(Data items)
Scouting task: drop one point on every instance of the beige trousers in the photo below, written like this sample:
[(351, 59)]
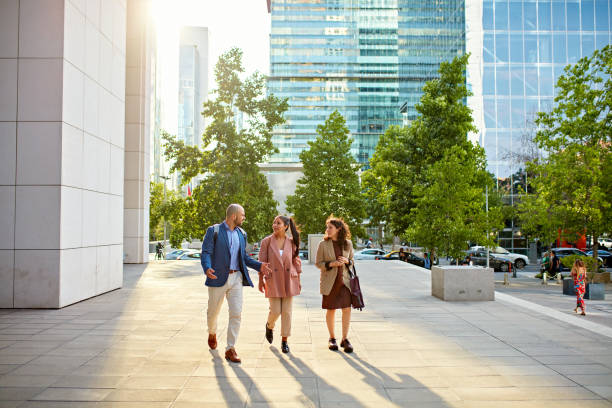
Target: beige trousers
[(232, 290), (281, 307)]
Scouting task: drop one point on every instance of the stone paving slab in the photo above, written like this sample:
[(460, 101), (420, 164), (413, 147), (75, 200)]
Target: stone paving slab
[(145, 346)]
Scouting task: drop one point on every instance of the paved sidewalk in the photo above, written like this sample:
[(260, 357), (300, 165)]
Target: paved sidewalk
[(145, 346), (551, 295)]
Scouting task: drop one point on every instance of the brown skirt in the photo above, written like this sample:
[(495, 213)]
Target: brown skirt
[(339, 297)]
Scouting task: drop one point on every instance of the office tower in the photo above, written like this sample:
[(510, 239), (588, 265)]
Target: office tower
[(193, 83), (519, 50)]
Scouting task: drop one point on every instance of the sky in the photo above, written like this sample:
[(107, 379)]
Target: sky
[(231, 23)]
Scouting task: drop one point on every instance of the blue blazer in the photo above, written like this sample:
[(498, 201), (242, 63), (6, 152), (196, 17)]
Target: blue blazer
[(217, 257)]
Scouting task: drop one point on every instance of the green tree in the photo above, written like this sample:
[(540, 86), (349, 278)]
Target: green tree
[(573, 178), (403, 155), (450, 205), (229, 163), (330, 184)]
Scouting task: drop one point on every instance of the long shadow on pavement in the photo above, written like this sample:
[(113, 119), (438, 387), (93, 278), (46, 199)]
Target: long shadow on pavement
[(298, 369), (393, 388)]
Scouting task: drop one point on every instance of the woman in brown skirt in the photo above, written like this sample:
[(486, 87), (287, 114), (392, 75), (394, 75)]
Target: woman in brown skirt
[(334, 256)]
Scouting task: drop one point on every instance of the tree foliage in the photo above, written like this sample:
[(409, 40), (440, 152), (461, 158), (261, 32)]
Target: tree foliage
[(403, 155), (228, 165), (330, 184), (450, 206), (573, 178)]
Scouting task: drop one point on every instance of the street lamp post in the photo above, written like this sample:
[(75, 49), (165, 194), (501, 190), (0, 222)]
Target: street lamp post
[(164, 178)]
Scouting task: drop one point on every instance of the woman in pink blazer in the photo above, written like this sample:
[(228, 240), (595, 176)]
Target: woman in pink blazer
[(283, 282)]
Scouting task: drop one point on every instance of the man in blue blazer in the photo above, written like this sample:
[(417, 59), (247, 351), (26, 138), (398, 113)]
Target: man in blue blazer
[(225, 263)]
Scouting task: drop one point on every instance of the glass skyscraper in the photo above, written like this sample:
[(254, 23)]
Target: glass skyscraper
[(519, 49), (525, 46), (364, 58)]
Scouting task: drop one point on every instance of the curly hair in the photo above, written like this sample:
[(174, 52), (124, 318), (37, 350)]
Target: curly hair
[(344, 232)]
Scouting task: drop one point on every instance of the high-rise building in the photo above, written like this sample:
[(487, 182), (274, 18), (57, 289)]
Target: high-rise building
[(193, 83), (519, 49), (362, 58)]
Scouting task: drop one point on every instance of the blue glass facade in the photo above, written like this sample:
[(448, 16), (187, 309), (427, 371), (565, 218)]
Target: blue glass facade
[(363, 58), (526, 45)]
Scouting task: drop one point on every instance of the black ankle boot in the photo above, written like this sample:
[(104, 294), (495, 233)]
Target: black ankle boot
[(269, 334)]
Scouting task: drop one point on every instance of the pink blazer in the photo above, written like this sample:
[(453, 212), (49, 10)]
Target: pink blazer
[(284, 280)]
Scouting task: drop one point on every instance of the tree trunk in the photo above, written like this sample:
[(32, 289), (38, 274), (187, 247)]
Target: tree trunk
[(595, 250)]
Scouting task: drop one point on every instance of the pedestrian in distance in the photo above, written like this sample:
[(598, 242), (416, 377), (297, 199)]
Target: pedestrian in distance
[(402, 254), (282, 283), (580, 280), (334, 256), (225, 263), (555, 264)]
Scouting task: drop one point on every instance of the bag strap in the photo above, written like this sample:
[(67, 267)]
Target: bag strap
[(352, 270)]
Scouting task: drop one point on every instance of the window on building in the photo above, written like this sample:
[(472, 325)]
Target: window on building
[(501, 15), (489, 112), (516, 47), (503, 113), (488, 81), (588, 44), (573, 16), (487, 15), (544, 16), (503, 81), (587, 15), (531, 19), (516, 81), (531, 48), (531, 81), (573, 48), (601, 15), (559, 49), (546, 81), (558, 16), (518, 113), (544, 48), (489, 48), (516, 16), (501, 47)]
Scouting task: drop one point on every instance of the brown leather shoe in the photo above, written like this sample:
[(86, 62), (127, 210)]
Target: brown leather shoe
[(212, 341), (230, 355)]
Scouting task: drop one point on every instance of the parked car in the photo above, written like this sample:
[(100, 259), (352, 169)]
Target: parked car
[(368, 253), (303, 254), (519, 260), (254, 253), (174, 254), (605, 242), (189, 255), (605, 256), (393, 255), (563, 252), (498, 263), (415, 260)]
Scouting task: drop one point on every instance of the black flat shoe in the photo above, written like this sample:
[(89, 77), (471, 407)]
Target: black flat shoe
[(269, 334), (346, 345)]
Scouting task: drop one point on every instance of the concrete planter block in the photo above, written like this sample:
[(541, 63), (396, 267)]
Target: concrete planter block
[(568, 287), (462, 283), (595, 291)]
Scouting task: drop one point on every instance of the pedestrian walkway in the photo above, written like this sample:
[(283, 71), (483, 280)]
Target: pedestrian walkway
[(551, 296), (145, 346)]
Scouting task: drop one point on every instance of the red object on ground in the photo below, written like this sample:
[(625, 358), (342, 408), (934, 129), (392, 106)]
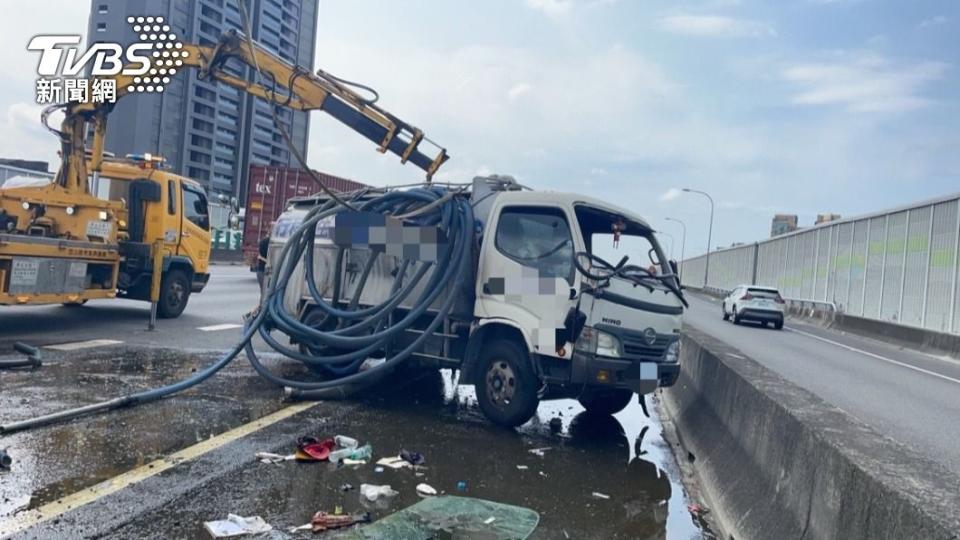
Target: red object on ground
[(268, 190)]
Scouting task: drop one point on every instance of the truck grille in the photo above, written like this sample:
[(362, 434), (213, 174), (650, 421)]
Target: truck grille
[(634, 347)]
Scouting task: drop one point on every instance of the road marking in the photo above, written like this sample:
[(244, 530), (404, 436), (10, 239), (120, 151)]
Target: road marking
[(77, 345), (53, 510), (876, 356), (215, 327)]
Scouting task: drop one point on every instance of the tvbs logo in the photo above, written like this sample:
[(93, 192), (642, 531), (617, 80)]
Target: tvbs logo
[(147, 64)]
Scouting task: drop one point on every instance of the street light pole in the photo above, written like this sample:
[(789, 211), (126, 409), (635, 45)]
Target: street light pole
[(672, 241), (683, 243), (706, 271)]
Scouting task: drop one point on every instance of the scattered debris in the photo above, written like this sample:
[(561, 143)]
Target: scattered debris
[(393, 462), (346, 442), (236, 525), (426, 490), (323, 521), (269, 457), (372, 492), (413, 458)]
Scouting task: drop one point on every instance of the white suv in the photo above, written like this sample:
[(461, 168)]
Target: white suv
[(754, 303)]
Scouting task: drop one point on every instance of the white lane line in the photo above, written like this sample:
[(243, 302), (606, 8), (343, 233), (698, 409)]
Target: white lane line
[(216, 327), (876, 356), (77, 345)]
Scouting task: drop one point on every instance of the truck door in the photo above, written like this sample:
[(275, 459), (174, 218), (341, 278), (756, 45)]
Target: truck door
[(195, 227), (526, 272)]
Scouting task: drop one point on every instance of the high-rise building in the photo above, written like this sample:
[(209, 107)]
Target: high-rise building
[(782, 224), (208, 131), (824, 218)]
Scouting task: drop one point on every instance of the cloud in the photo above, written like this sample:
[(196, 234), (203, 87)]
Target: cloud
[(551, 8), (518, 91), (933, 21), (670, 194), (865, 84), (715, 26)]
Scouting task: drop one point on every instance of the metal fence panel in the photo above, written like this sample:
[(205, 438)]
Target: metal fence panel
[(873, 284), (942, 262), (895, 247), (915, 269)]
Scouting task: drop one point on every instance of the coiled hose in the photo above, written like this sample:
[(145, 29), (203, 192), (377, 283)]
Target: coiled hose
[(357, 331)]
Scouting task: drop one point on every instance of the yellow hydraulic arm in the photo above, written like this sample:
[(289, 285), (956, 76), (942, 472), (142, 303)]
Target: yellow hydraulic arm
[(288, 86)]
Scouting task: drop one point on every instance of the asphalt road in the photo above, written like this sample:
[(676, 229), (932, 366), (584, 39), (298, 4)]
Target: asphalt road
[(907, 395), (232, 291), (161, 469)]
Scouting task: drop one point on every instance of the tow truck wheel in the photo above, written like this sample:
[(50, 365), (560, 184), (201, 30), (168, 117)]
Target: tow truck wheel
[(507, 387), (174, 293), (606, 401)]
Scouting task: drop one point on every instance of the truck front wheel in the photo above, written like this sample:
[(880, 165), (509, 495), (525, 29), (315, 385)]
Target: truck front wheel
[(506, 386), (606, 401), (174, 293)]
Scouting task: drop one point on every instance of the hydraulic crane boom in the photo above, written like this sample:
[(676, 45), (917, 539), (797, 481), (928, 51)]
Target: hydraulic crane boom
[(290, 86)]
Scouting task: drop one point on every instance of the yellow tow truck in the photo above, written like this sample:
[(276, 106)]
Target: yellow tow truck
[(109, 227)]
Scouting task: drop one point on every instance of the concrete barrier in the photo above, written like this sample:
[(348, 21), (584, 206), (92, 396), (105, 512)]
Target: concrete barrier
[(775, 461)]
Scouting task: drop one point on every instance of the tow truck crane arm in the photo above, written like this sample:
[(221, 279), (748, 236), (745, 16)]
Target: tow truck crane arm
[(290, 86)]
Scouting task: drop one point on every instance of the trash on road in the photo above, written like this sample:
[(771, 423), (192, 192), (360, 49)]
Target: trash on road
[(413, 458), (236, 525), (346, 442), (426, 490), (393, 462), (323, 521), (270, 457), (372, 492)]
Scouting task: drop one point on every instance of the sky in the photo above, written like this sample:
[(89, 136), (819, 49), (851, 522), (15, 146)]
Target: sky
[(788, 106)]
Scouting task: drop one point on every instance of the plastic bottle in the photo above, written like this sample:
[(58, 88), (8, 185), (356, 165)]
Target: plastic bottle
[(364, 452), (345, 442)]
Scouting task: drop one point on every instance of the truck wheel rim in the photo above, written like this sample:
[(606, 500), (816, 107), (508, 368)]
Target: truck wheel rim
[(501, 383)]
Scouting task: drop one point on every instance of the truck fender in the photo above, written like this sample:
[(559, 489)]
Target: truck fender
[(486, 330)]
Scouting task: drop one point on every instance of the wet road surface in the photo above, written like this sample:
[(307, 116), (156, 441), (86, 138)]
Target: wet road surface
[(623, 457)]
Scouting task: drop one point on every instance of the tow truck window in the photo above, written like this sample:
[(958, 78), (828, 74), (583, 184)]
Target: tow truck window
[(538, 238), (195, 207)]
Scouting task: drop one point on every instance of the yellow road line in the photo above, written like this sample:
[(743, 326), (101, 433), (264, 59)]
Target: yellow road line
[(30, 518)]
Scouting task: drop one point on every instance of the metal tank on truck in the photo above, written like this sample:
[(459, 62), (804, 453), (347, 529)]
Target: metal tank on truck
[(539, 308)]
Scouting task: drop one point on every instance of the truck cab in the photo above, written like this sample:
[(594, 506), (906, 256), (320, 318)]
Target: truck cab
[(544, 314), (553, 319), (135, 221), (162, 211)]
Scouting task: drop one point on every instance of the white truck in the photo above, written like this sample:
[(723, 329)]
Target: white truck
[(543, 316)]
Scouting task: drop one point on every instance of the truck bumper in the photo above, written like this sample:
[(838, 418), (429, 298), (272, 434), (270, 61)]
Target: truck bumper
[(640, 376)]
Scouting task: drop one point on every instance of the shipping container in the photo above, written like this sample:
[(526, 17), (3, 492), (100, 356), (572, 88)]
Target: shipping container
[(269, 189)]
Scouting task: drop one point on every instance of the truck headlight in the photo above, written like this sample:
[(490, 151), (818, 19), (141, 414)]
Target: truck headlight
[(672, 356), (593, 341)]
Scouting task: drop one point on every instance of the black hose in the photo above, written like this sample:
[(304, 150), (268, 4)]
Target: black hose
[(33, 360), (358, 331)]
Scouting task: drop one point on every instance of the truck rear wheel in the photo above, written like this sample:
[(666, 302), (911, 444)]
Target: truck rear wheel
[(606, 401), (174, 293), (506, 385)]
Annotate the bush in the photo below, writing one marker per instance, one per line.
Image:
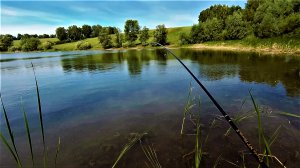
(5, 42)
(235, 26)
(83, 45)
(29, 44)
(14, 48)
(160, 34)
(183, 39)
(212, 30)
(105, 40)
(46, 45)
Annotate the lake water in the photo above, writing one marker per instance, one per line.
(95, 100)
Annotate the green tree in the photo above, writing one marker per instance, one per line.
(212, 30)
(235, 26)
(144, 35)
(105, 39)
(5, 42)
(131, 30)
(183, 39)
(96, 29)
(160, 34)
(61, 33)
(217, 11)
(196, 34)
(29, 44)
(119, 38)
(74, 33)
(86, 31)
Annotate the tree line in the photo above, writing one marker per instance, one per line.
(259, 19)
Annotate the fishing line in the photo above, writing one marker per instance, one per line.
(226, 116)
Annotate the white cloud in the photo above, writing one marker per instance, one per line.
(16, 12)
(30, 29)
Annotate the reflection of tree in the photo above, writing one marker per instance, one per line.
(213, 65)
(89, 63)
(250, 67)
(134, 63)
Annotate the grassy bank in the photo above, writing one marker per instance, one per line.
(275, 45)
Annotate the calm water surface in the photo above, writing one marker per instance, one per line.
(94, 100)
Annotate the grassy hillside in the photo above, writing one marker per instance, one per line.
(281, 44)
(173, 37)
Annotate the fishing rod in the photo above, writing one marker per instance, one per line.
(226, 116)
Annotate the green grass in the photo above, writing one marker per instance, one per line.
(280, 43)
(276, 43)
(12, 147)
(17, 42)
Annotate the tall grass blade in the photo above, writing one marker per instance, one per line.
(10, 132)
(40, 115)
(289, 114)
(217, 161)
(127, 147)
(28, 133)
(10, 149)
(260, 130)
(189, 105)
(151, 155)
(57, 152)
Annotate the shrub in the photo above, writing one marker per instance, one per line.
(46, 45)
(83, 45)
(160, 34)
(105, 40)
(212, 30)
(14, 48)
(5, 42)
(183, 39)
(29, 44)
(235, 26)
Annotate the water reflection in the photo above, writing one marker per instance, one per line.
(213, 65)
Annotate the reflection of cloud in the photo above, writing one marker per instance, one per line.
(30, 29)
(17, 12)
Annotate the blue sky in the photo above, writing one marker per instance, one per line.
(38, 17)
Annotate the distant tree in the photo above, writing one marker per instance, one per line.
(195, 34)
(74, 33)
(46, 45)
(86, 31)
(96, 29)
(46, 36)
(111, 30)
(236, 27)
(160, 34)
(29, 43)
(217, 11)
(183, 39)
(119, 38)
(19, 36)
(250, 10)
(61, 33)
(212, 30)
(144, 35)
(5, 42)
(131, 30)
(83, 45)
(105, 39)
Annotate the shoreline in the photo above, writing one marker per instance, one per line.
(274, 50)
(242, 48)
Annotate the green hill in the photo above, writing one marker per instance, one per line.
(173, 37)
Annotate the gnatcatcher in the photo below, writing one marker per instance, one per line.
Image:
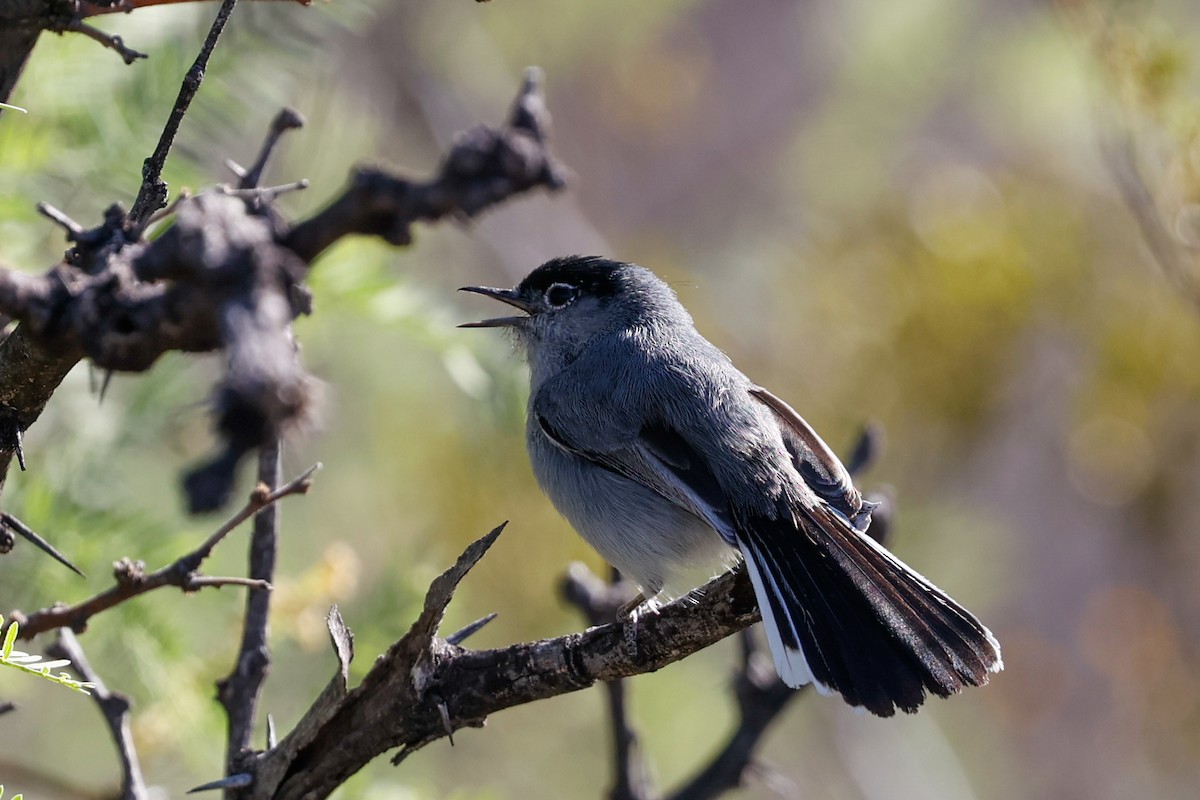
(664, 456)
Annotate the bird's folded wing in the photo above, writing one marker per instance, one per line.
(816, 463)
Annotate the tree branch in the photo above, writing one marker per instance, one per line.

The problem
Print the data lines verbatim, starting with the line that contains "the white suv" and continuing through the line that contains "84), (715, 26)]".

Answer below
Scouting task: drop one point on every instance of the white suv in the photo above, written like this sample:
[(461, 168)]
Target: white suv
[(754, 303)]
Scouting task: drop one point on every instance of the white lane line in the photo above, written like this sample:
[(243, 302), (606, 8), (343, 233), (698, 409)]
Target: white lane line
[(216, 327), (876, 356), (77, 345)]
Scouting task: drop one point on every instance of the truck door in the photo above, written like this sample:
[(275, 459), (174, 218), (341, 278), (756, 45)]
Target: truck door
[(195, 227), (526, 272)]
Scouting task: drop one point on every instance of the high-rise building in the photo above, written like this sample:
[(209, 107)]
Target: high-rise building
[(782, 224), (208, 131), (824, 218)]
Scouting task: drop one point on every instance of the cloud in the photo above, written like this sample:
[(196, 234), (203, 87)]
Target: cloud
[(551, 8), (518, 91), (933, 21), (670, 194), (865, 84), (715, 26)]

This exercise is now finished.